▸ EXERCISE REQUIREMENTS
Convert the rows from the line containing "Exercise. Mark every instance of the overcast" through the line containing "pixel 219 88", both lines included, into a JSON list of strings with one string per line and no blank lines. Omit the pictures from the list.

Entries from a point annotation set:
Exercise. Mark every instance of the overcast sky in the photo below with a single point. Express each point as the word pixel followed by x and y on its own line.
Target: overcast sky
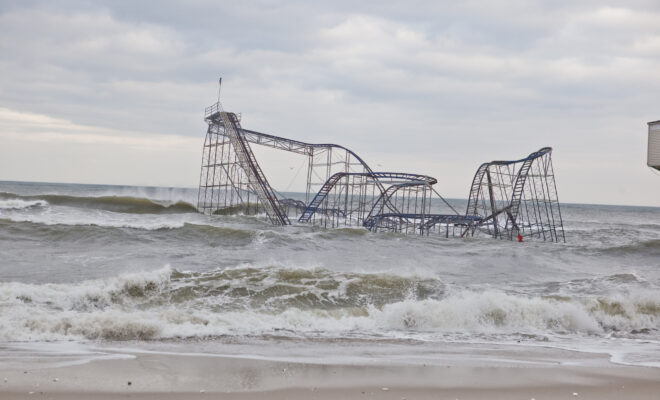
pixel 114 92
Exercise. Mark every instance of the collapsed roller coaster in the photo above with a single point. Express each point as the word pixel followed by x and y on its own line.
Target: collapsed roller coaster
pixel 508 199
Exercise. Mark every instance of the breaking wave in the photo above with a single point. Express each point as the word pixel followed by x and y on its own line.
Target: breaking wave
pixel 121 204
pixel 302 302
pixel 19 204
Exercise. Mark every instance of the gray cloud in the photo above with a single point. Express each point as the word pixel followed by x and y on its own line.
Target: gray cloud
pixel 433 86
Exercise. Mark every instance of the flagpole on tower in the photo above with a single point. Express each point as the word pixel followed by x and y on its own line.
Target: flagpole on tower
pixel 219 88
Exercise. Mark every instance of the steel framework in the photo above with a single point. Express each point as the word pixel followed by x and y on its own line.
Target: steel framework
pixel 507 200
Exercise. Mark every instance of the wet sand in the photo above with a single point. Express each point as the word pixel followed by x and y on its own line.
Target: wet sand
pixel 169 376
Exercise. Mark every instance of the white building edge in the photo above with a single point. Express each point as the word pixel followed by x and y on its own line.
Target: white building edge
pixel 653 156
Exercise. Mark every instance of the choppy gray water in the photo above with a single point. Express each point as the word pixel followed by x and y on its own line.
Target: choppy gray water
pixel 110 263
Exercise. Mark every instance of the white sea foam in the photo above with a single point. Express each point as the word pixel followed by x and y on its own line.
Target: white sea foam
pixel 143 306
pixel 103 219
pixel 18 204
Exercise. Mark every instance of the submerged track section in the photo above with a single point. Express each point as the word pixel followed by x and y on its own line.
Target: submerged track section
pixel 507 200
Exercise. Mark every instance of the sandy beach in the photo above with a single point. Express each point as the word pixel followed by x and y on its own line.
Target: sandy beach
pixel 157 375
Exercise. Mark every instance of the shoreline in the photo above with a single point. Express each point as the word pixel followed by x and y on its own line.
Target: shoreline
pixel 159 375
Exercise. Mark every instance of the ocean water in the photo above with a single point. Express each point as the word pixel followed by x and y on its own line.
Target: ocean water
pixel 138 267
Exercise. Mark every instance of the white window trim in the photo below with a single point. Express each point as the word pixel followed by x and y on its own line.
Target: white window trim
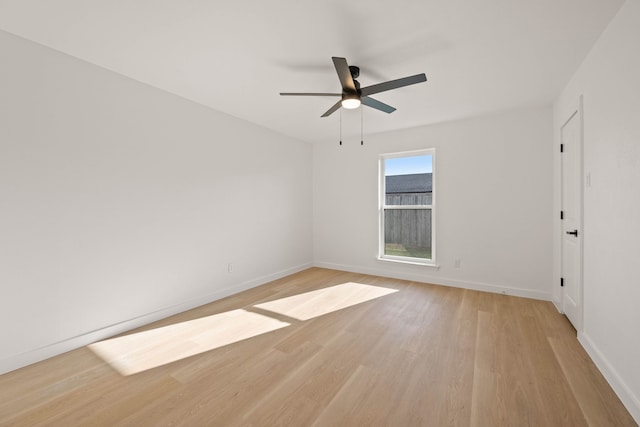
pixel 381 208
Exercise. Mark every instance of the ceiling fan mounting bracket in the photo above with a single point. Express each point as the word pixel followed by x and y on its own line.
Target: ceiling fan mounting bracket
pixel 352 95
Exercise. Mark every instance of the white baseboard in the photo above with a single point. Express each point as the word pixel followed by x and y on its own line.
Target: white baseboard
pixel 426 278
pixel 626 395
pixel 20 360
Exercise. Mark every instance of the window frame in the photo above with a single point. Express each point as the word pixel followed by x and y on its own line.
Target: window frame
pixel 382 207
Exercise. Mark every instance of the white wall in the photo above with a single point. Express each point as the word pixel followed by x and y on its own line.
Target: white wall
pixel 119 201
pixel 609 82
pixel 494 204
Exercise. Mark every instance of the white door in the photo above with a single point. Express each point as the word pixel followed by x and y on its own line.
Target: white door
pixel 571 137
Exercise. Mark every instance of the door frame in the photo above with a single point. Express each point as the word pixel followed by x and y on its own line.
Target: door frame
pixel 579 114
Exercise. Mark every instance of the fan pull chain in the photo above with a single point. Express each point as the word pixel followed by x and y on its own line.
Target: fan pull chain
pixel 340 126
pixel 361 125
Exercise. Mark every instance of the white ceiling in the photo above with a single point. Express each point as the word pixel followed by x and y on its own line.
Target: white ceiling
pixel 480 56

* * *

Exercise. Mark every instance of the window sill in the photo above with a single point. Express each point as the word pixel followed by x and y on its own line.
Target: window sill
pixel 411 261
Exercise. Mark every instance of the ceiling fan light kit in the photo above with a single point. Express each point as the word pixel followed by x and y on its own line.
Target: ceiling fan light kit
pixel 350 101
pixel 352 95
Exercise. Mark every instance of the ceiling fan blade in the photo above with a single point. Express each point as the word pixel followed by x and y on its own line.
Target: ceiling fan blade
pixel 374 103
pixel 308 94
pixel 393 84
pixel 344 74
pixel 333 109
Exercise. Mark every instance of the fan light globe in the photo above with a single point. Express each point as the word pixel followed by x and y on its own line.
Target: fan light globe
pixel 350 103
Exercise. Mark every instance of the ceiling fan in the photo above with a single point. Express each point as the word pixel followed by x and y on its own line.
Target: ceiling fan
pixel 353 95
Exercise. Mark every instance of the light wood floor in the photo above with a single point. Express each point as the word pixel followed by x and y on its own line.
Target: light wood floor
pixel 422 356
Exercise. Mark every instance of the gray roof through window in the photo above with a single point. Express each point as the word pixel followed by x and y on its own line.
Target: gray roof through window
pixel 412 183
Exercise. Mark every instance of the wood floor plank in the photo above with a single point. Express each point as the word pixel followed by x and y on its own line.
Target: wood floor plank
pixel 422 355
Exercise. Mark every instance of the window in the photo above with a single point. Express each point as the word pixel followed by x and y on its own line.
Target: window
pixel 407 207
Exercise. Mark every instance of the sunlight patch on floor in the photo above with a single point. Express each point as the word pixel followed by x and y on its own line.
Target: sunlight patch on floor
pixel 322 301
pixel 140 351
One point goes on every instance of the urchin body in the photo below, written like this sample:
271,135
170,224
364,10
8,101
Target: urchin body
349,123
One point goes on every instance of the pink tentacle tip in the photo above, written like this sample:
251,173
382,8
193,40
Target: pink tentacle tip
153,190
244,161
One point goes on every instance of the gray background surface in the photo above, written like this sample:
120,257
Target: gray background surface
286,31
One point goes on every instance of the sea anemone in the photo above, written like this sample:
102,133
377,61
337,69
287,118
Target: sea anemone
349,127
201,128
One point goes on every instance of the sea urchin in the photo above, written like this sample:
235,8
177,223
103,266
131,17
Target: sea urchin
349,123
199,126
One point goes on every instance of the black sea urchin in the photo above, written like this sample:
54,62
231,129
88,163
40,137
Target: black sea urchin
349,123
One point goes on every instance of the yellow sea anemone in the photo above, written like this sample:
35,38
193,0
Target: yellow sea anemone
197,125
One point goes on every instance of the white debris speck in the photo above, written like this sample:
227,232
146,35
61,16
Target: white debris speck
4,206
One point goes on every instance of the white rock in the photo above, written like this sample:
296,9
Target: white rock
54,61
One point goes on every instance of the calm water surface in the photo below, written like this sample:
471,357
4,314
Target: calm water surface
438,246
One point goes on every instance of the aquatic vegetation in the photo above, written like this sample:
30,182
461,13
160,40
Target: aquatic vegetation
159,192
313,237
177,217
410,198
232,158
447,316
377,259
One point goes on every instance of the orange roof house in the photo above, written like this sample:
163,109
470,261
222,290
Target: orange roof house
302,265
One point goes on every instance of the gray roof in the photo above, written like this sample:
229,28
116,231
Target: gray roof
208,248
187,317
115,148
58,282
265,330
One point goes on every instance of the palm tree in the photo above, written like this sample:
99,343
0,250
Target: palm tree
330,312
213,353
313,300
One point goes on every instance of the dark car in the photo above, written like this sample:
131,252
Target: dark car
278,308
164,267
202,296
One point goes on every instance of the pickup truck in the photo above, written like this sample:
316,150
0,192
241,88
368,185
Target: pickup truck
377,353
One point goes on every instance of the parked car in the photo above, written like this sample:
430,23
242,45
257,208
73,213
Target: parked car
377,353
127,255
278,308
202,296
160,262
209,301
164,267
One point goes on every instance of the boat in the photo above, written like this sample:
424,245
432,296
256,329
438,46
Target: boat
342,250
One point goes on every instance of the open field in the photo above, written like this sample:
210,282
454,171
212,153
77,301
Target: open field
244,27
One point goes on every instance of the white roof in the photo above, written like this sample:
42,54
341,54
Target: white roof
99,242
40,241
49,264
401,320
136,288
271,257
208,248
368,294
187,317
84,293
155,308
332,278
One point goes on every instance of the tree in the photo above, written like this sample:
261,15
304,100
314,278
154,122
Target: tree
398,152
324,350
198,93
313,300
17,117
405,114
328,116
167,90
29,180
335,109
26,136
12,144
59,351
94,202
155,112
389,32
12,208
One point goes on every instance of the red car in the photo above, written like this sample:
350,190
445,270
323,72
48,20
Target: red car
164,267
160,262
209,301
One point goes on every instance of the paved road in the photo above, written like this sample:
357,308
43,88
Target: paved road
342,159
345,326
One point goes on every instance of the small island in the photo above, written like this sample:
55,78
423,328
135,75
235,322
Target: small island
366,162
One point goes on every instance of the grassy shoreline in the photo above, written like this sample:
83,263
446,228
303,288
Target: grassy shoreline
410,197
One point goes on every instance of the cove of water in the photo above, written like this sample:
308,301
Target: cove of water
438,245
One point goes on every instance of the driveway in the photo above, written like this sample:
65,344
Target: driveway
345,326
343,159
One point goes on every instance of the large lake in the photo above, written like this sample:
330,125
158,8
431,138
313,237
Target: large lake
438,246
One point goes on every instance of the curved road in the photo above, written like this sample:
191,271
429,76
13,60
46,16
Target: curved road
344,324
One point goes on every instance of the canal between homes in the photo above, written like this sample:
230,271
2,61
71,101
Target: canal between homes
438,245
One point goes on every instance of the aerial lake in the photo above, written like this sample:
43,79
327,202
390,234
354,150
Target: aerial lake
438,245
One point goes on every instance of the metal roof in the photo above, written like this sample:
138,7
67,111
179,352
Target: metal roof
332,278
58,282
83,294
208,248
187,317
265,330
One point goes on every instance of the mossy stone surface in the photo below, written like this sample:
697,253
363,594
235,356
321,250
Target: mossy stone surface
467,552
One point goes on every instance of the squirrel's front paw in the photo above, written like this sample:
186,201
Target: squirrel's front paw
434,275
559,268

▸ CORRECT RESULT
[
  "Exercise. Mark every instance of the overcast sky in the photo below with a single point. Express each point as the word pixel followed by x and y on its own line.",
  "Target: overcast sky",
  "pixel 114 92",
  "Exercise. Mark every instance of the collapsed roller coaster in the photo above with a single point. Express each point as the word pixel followed by x and y on its own line.",
  "Target: collapsed roller coaster",
  "pixel 508 199",
  "Exercise. Mark every instance of the breaking wave in the photo above with a single point. Express each point as the word pixel followed by x and y on its own line.",
  "Target: breaking wave",
  "pixel 121 204",
  "pixel 302 302",
  "pixel 19 204",
  "Exercise. Mark every instance of the gray cloud in the photo above with a single point. Express each point as the word pixel followed by x and y on its own line.",
  "Target: gray cloud",
  "pixel 433 86",
  "Exercise. Mark every instance of the flagpole on tower in the photo above with a single point. Express each point as the word pixel followed by x and y on its own line.",
  "Target: flagpole on tower",
  "pixel 219 88"
]